Text segment —
%%

The American Society of Breast Disease has issued a new statement to help physicians inform women on how breast density affects breast cancer screening and cancer risk. The statement outlines seven points which ASBD recommends as an algorithm for breast cancer screening.
The following is a summary of the statement:
1. Effective screening for breast cancer is not just a single test. It is a multidisciplinary, inclusive process involving primary physicians, Ob-Gyn specialists, and their patients.
2. Due to the multidisciplinary approach to breast care, ASBD acknowledges that the various clinicians involved may have different opinions about that care.
3. The technical and scientific information related to the dense breast issue is best analyzed by medical professionals.
4. Information provided to various stakeholders should be relayed to them in their own "language."
5. Medical professionals should make recommendations and establish quality performance standards based on science, experience, and judgment. The broader marketplace of breast care should then allocate resources according to supply and demand.

%%

Activity list —
(1) Reproduce the breast density statement summary word for word, between "2. Due to the" and "supply and demand.", inclusive.
(2) Answer these questions on the breast density statement summary:
(a) Which organization issued the statement?
(b) Besides primary physicians and patients, who does point 1 name as part of the screening process?
(c) According to point 5, how should the broader marketplace of breast care allocate resources?

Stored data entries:
%%

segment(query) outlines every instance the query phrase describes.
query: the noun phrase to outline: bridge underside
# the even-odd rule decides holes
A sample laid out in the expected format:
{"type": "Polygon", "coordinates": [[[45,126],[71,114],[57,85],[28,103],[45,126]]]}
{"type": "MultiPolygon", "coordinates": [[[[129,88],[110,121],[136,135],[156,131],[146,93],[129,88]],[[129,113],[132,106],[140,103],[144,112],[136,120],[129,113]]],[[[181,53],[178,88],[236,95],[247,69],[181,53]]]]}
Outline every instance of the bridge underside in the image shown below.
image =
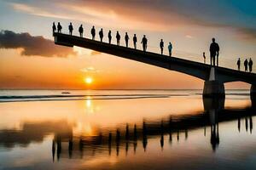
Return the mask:
{"type": "Polygon", "coordinates": [[[205,96],[224,96],[224,83],[238,81],[252,84],[251,94],[255,95],[256,94],[256,74],[254,73],[223,67],[212,67],[209,65],[177,57],[168,57],[155,53],[143,52],[131,48],[61,33],[54,33],[54,37],[55,43],[59,45],[85,48],[195,76],[205,81],[203,90],[205,96]]]}

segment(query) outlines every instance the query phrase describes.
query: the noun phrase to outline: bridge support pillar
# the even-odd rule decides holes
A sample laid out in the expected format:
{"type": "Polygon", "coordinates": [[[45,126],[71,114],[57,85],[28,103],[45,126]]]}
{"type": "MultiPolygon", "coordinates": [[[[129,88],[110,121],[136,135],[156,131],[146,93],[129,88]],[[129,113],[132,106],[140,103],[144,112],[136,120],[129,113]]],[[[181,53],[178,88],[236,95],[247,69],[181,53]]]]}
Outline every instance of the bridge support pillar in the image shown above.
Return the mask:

%%

Expected results —
(1)
2. Due to the multidisciplinary approach to breast care, ASBD acknowledges that the various clinicians involved may have different opinions about that care.
3. The technical and scientific information related to the dense breast issue is best analyzed by medical professionals.
4. Information provided to various stakeholders should be relayed to them in their own "language."
5. Medical professionals should make recommendations and establish quality performance standards based on science, experience, and judgment. The broader marketplace of breast care should then allocate resources according to supply and demand.

(2)
(a) The American Society of Breast Disease (ASBD).
(b) Ob-Gyn specialists.
(c) According to supply and demand.